■ Problem to solve
Write out each line exactly as given. Leave the pictures out of your copy.

■ Data extract
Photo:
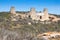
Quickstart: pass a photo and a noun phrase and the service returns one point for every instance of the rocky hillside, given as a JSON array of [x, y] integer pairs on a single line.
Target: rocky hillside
[[21, 30]]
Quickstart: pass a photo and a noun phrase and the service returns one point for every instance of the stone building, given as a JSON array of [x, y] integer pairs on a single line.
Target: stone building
[[42, 16]]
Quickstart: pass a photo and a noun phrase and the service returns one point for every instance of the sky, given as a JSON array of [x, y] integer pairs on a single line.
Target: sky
[[53, 6]]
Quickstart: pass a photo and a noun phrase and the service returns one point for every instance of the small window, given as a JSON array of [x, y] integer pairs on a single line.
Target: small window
[[40, 17]]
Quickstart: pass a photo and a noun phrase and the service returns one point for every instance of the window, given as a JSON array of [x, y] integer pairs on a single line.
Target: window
[[40, 17]]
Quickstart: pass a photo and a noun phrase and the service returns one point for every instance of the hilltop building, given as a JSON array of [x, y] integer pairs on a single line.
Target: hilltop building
[[42, 16]]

■ Full answer
Photo:
Quickstart: pass a photo and a noun phrase and the service returns one point for every instance of the rocky hillside, given as a JSON array of [x, y] integer pairs on a single line.
Target: rocky hillside
[[21, 30]]
Quickstart: pass a photo and a noun phrase and the service returns one point for every instance of the stone building, given as a JSON array of [x, y] integer pairs on a single line.
Target: stone building
[[42, 16]]
Quickstart: pass a photo and a noun phrase and the service returns one point for every instance of the sky, given as a JSON array of [x, y] integer pairs on a single line.
Target: sky
[[53, 6]]
Quickstart: pass a photo and a noun phrase and the service returns one point for every instance of the small window, given as a JSON array of [x, y] integer pairs on a single line.
Target: small window
[[40, 17]]
Quickstart: pass a photo and a noun phrase and the service returns one point for every instance of the window, given as a JSON array of [x, y] integer pairs on a single line.
Target: window
[[40, 17]]
Quickstart: pass a photo and a noun phrase and the service returns one point for every instance of the hilltop building, given as a JSON array of [x, y] integer pairs on a single line.
Target: hilltop building
[[42, 16]]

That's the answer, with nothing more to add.